### ASSIGNED TASK
The entries are to be repeated exactly, with all pictures omitted.

### TASK MATERIAL
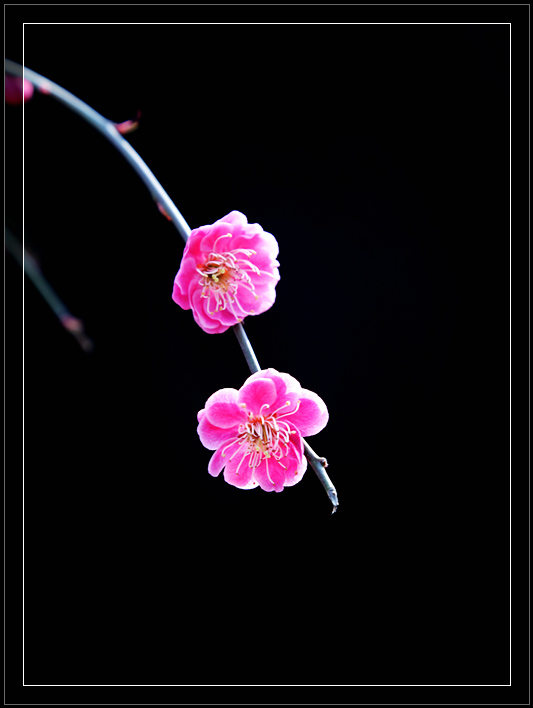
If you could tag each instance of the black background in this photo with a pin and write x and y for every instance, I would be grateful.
(378, 156)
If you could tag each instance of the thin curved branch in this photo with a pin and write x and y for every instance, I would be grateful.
(109, 130)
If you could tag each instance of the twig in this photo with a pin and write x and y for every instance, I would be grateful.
(165, 204)
(72, 324)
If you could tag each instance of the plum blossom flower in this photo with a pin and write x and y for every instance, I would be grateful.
(17, 90)
(257, 432)
(228, 271)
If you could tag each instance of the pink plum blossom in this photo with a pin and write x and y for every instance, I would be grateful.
(17, 90)
(228, 271)
(257, 432)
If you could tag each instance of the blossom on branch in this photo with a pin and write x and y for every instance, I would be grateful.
(17, 90)
(257, 432)
(228, 271)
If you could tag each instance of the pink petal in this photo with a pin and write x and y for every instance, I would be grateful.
(216, 463)
(270, 475)
(212, 436)
(222, 409)
(295, 475)
(312, 416)
(238, 472)
(254, 394)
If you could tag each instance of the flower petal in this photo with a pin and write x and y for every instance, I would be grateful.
(295, 475)
(210, 435)
(254, 394)
(238, 472)
(222, 409)
(216, 463)
(270, 475)
(312, 415)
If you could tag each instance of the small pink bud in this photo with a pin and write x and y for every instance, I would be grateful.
(128, 126)
(17, 90)
(163, 211)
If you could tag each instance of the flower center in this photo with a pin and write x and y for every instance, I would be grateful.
(222, 275)
(263, 437)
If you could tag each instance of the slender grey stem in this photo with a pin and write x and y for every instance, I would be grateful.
(317, 463)
(108, 128)
(72, 324)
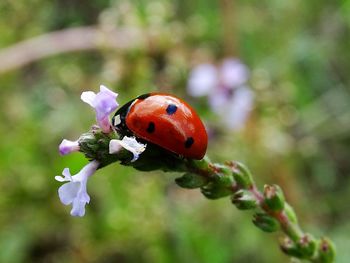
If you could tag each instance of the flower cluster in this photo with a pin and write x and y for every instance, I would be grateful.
(227, 90)
(74, 191)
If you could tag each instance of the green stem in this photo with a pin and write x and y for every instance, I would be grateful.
(220, 180)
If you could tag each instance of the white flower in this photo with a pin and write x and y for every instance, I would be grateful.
(74, 192)
(128, 143)
(104, 104)
(68, 146)
(203, 80)
(233, 73)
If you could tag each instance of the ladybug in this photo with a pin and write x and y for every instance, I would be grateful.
(164, 120)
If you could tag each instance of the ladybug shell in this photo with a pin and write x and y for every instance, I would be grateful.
(168, 122)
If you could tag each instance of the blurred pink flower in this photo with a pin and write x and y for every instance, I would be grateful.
(226, 88)
(104, 104)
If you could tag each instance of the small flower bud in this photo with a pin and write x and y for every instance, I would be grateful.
(191, 181)
(68, 146)
(265, 222)
(241, 174)
(290, 213)
(326, 250)
(244, 200)
(274, 197)
(289, 247)
(219, 187)
(307, 246)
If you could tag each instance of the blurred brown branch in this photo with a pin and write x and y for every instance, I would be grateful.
(68, 40)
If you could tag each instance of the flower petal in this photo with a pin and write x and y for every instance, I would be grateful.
(88, 97)
(78, 208)
(114, 146)
(130, 144)
(74, 192)
(68, 192)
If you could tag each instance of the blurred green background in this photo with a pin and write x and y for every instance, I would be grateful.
(297, 135)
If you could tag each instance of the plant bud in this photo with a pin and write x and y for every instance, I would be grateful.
(289, 247)
(290, 213)
(241, 174)
(219, 187)
(307, 246)
(244, 200)
(265, 222)
(326, 250)
(191, 181)
(274, 197)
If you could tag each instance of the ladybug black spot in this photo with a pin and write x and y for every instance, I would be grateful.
(151, 127)
(144, 96)
(189, 141)
(171, 109)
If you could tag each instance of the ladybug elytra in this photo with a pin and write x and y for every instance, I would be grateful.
(166, 121)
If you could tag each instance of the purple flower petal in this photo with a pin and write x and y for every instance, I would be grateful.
(74, 192)
(104, 104)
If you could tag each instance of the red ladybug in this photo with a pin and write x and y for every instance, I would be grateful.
(166, 121)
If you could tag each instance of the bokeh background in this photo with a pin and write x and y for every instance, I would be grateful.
(292, 58)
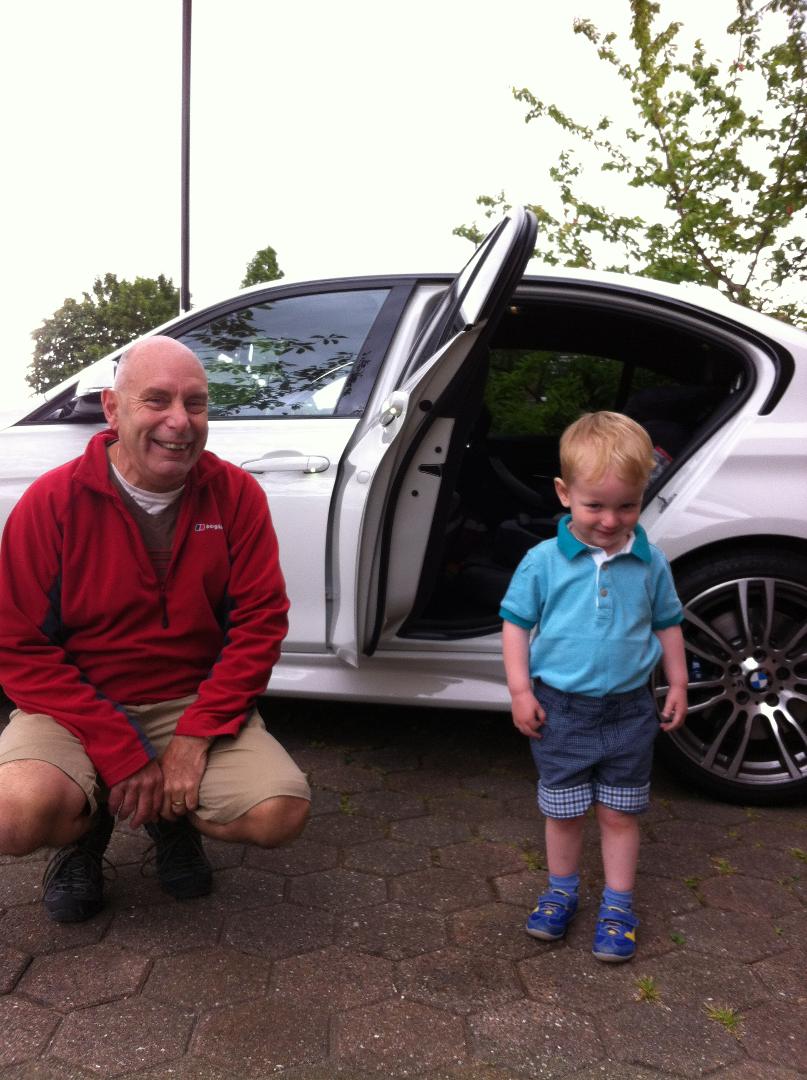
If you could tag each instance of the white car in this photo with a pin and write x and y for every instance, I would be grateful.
(405, 431)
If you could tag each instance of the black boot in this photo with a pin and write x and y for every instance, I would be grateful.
(72, 888)
(183, 868)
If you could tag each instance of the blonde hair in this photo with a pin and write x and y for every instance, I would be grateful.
(602, 442)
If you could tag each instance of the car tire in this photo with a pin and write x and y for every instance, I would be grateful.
(744, 739)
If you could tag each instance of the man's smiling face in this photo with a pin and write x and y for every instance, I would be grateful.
(159, 410)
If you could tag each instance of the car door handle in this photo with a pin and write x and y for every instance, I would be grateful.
(287, 462)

### REPLY
If you could tag each instance of the black background in this photo with a pin and write x and y for every instance, I would be grateful.
(378, 156)
If you could tag each instance of the thin curved branch in this photo with a pin and write x and y for every instance, I would be grateful.
(109, 130)
If you could tag each instance of the twig in this photo with a pin and write x and y for every instance, I would be grateful.
(165, 204)
(72, 324)
If you could tag each instance of the plum blossom flower in this photo with a pin and write x and y for every instance, I would be grateful.
(17, 90)
(257, 432)
(228, 271)
If you could tag each instance of the pink plum blossom in this photo with a pin and write x and y for every instance, I would be grateful.
(17, 90)
(228, 271)
(257, 432)
If you could tag each instance of the blossom on branch in this photo with a pin and write x and y for every instance, I would be grateful.
(17, 90)
(257, 432)
(228, 271)
If you could tag each instance of the pink petal in this photo with a pin and write x and y for every instance, I would be grateful.
(216, 463)
(270, 475)
(212, 436)
(222, 409)
(295, 475)
(312, 416)
(238, 472)
(254, 394)
If you could tag each instance of the flower petal in this photo with a pin and write x and y for every instance, I would be grateful.
(295, 475)
(210, 435)
(254, 394)
(238, 472)
(222, 409)
(216, 463)
(270, 475)
(312, 415)
If you could tag each instance of the small pink bud in this photo with a pin and write x and y for every instance, I would be grateful.
(128, 126)
(17, 90)
(163, 211)
If you could tag each instance of the flower center in this photo with a pin and write x and y for every instance, I would be grateful.
(222, 275)
(263, 437)
If you could tag each instance of the slender grey stem in this photo with a pin and write x and y for every instance, I would be grateful.
(317, 463)
(108, 128)
(72, 324)
If you could tag each instance of the flower cluster in this photo with a pin and write x and y for every instance, I would be grateful.
(227, 90)
(74, 191)
If you could tag each instance of the green stem in this photo with a pin and write x and y for every instance, I would be grateful.
(220, 180)
If you could tag each instance of the white flower in this photo with a pin and write x and y for every instance, I would be grateful.
(74, 192)
(128, 143)
(104, 104)
(68, 146)
(203, 80)
(233, 73)
If you could tag each instance of the ladybug in this photo with a pin and write x and y for every instance, I would be grateful.
(164, 120)
If you could tag each instance of the ladybug shell in this photo with a pin and write x and y for every instance, I would be grateful.
(168, 122)
If you could tag each instance of the blurred pink flower in this photo with a pin and write x and y for every instance, I would be grateful.
(226, 88)
(104, 104)
If you could tag each instance of the small flower bud in this photo with a pin and write x and y for every instance, I would be grateful.
(191, 181)
(68, 146)
(265, 222)
(241, 174)
(290, 213)
(326, 250)
(244, 200)
(274, 197)
(289, 247)
(219, 187)
(307, 246)
If you could tag each instance of the blurred brown branch in this photo with a pin and write x and y for every instance, I would be grateful.
(68, 40)
If you could tag each instance of the flower petal in this photo with a pin and write x and y for every instance, I would be grateful.
(88, 97)
(78, 208)
(114, 146)
(130, 144)
(74, 192)
(68, 192)
If you could tag each instance of the blurred green background in this photo with a pin and write x and y for every instance, I would be grateful.
(297, 135)
If you could tag each instance of the plant bud in this photo with a pin and write x and y for every instance, I would be grateful.
(289, 247)
(290, 213)
(241, 174)
(219, 187)
(307, 246)
(244, 200)
(265, 222)
(326, 250)
(191, 181)
(274, 197)
If you could tag each instance of the ladybug black spot in this photo with a pin and write x and y for every instance, I would be grateful.
(151, 127)
(144, 96)
(189, 141)
(171, 109)
If you could tag each instance of the ladybug elytra in this photo with a pin and write x and y for every instance, I would be grateful.
(166, 121)
If you could tag each instance of the purple flower petal in this photo with a pin and write x and y for every instance, I would be grateful.
(74, 192)
(104, 104)
If you could tag each instance of the red ladybug in this photo with a pin and write x and y for every instance, I would be grateful.
(166, 121)
If you could tag each instance of the bokeh background in this photo with a pin and write x and y for every instance, I would be grateful.
(292, 58)
If you could tag each instance of the white car in this photo with a pin and write x and y for every instance, I would be grateful.
(405, 431)
If you could tag each instance of the black boot in this photo with a pin and write x and y for every instance, I would be grateful.
(72, 888)
(183, 868)
If you could tag each instance of the blonde hair in this photo with a pin and write x and y for every instance, I would be grateful.
(602, 442)
If you could tag each instance of the car tire in this photo with a pin and write x and y for every instance, I would be grateful.
(744, 739)
If you could tag each instance of the man's smiling face in this photo with a pin and write x and y for every instance, I would be grateful.
(159, 410)
If you could tag each instance of the car door handle in this photo with a pin and write x and y for every instance, I would be grateful.
(287, 462)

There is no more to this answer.